[START Given data]
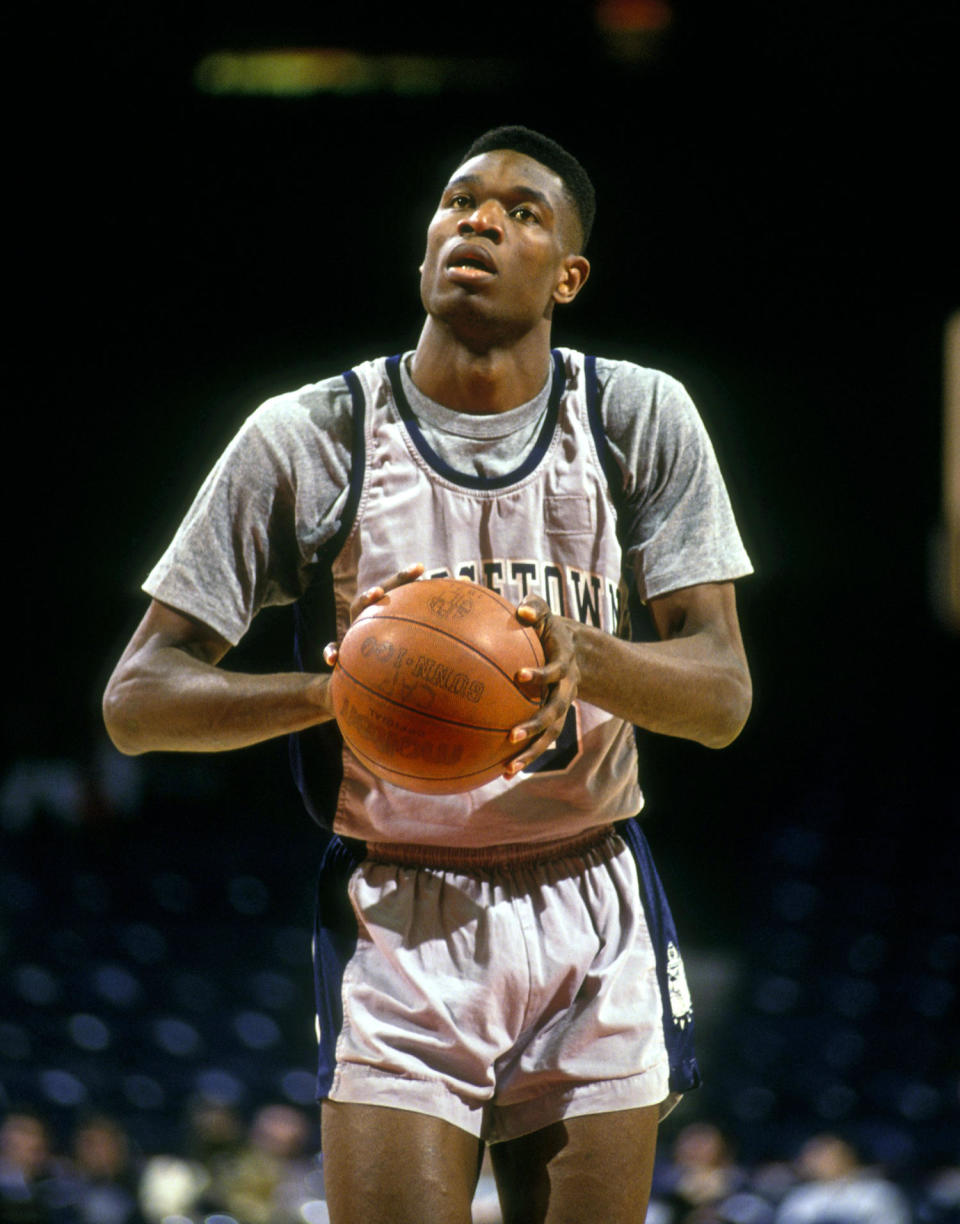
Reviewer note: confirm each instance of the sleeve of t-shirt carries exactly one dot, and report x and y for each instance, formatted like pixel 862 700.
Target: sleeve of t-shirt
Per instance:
pixel 272 500
pixel 678 526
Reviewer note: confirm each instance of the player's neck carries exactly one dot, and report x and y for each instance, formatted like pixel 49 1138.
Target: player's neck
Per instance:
pixel 478 382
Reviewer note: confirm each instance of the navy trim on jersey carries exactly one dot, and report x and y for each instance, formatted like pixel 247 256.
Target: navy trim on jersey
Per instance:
pixel 458 477
pixel 316 752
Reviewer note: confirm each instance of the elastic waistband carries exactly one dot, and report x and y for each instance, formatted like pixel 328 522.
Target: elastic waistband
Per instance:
pixel 464 858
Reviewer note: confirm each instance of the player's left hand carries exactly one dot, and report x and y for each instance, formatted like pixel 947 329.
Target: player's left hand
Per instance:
pixel 560 678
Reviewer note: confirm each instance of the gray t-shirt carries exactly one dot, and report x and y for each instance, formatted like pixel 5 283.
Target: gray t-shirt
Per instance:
pixel 278 492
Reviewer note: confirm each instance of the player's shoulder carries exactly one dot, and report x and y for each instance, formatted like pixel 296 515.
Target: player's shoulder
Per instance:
pixel 618 377
pixel 634 398
pixel 316 405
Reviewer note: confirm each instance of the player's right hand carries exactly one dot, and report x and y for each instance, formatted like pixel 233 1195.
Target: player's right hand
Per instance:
pixel 370 596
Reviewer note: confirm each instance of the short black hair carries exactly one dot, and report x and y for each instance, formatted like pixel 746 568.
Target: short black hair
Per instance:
pixel 546 151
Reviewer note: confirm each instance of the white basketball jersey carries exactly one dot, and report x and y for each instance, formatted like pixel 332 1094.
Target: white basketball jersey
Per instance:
pixel 547 528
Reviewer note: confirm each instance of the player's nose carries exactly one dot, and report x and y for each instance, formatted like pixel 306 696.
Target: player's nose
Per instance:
pixel 483 222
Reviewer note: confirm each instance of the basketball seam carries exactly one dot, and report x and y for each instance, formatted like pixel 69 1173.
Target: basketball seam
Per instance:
pixel 378 768
pixel 467 645
pixel 425 714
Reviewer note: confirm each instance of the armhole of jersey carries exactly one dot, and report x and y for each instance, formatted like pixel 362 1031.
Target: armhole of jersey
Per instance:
pixel 316 752
pixel 599 433
pixel 615 484
pixel 358 468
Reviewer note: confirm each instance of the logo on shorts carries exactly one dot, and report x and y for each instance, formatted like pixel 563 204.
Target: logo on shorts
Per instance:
pixel 681 1004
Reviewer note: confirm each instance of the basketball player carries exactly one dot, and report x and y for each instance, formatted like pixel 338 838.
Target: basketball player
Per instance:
pixel 497 967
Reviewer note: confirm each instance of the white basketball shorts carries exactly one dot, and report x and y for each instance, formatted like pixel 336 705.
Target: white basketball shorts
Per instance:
pixel 501 999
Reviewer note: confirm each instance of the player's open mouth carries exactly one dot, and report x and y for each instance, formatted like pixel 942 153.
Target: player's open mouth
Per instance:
pixel 470 262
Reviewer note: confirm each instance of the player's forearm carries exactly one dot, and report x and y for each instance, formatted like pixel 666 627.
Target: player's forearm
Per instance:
pixel 165 700
pixel 686 687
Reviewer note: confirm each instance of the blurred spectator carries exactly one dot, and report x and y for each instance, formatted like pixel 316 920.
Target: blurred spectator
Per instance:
pixel 107 1175
pixel 34 1187
pixel 187 1184
pixel 271 1178
pixel 699 1176
pixel 941 1197
pixel 838 1189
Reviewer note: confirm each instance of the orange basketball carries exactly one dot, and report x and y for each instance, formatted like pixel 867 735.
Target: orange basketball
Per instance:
pixel 424 690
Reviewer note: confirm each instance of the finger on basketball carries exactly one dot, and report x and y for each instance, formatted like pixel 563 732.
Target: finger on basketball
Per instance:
pixel 374 594
pixel 530 753
pixel 533 610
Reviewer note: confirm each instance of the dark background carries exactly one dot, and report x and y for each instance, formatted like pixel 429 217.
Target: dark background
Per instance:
pixel 776 227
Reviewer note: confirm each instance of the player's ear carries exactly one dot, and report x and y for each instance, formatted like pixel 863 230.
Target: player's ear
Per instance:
pixel 573 273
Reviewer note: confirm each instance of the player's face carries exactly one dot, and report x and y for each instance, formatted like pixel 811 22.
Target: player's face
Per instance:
pixel 501 247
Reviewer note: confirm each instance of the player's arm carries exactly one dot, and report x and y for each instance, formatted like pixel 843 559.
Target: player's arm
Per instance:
pixel 168 694
pixel 693 683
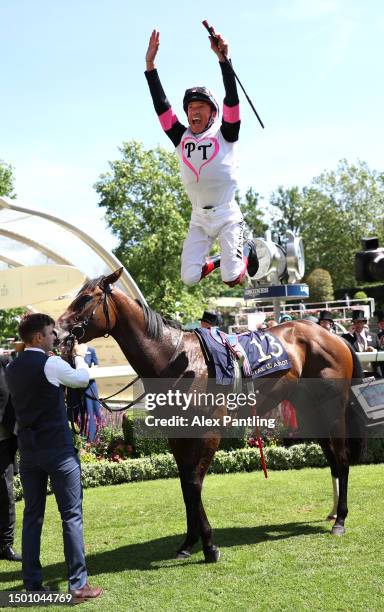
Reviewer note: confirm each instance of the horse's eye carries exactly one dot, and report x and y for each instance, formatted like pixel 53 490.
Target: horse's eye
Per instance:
pixel 83 300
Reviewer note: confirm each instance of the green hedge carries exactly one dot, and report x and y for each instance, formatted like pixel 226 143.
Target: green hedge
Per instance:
pixel 102 473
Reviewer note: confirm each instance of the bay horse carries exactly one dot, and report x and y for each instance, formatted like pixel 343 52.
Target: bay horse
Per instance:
pixel 156 349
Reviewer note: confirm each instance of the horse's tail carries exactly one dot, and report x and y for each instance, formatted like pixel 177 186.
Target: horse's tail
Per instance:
pixel 356 434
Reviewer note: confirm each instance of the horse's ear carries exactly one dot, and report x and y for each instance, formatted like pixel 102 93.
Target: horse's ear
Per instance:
pixel 110 279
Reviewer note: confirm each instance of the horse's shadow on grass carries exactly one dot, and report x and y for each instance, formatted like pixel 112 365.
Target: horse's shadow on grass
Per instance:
pixel 146 555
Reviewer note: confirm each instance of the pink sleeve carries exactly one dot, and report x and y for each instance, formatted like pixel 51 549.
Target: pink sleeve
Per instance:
pixel 231 114
pixel 167 119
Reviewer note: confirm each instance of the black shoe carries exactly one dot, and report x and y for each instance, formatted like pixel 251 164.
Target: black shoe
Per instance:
pixel 38 587
pixel 253 262
pixel 7 552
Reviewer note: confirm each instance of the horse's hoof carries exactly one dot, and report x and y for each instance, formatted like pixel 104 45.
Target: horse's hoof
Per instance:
pixel 338 530
pixel 183 554
pixel 212 555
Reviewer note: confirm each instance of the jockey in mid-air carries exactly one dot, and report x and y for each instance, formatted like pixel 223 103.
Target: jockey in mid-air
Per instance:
pixel 208 163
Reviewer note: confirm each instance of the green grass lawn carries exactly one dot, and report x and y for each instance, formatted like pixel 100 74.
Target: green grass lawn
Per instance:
pixel 277 553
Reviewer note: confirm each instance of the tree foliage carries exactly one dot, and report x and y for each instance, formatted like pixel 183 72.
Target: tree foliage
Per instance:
pixel 9 319
pixel 6 180
pixel 332 215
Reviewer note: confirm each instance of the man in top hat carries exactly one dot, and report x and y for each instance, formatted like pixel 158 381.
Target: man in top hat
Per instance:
pixel 361 339
pixel 326 321
pixel 209 319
[END Given data]
Repeat everything from the line containing "Reviewer note: confirm each instance of the green hedge" down to the line containing "pixel 7 552", word for word.

Reviewer note: confirm each instance of the green hedge carries exactly one dot, and report x and y for each instance, formatted like pixel 226 143.
Target: green hedge
Per instance:
pixel 102 473
Reviewer note: confirm each instance of the bay horse carries exactly one dot, and report x and y for each instance, formatted like pixel 343 52.
Target: bay horse
Per instance:
pixel 156 349
Reviewer note: confirm each instance of the horse's tail carries exactly one dot, and report x and y for each instance, formatted like pixel 177 186.
Target: horse's tail
Per instance:
pixel 356 434
Reviewer note: confirm each instance of the horse's ear carries exactly one dot, and report x and y for each instance, formatted like pixel 102 93.
Target: horse's ear
Per instance:
pixel 110 279
Reviewer note: confirm each instance of the horse's shadow on grass carries exactly one dot, and report x and y for each instance, formatted like pixel 112 365.
Target: horse's shadow on grass
Per instance:
pixel 146 555
Reviewer note: confirm each instance of the pink sleeve carries exactly one dot, and report x and y for each instance, formatted like pixel 51 549.
Target: pink sleeve
Per instance:
pixel 231 114
pixel 167 119
Reviewer note: confirm each instance of the black shoe carries exactly one dot, and report x and y for each instance, formatted like pixel 251 164.
Target: black shoe
Per instance:
pixel 38 587
pixel 253 262
pixel 7 552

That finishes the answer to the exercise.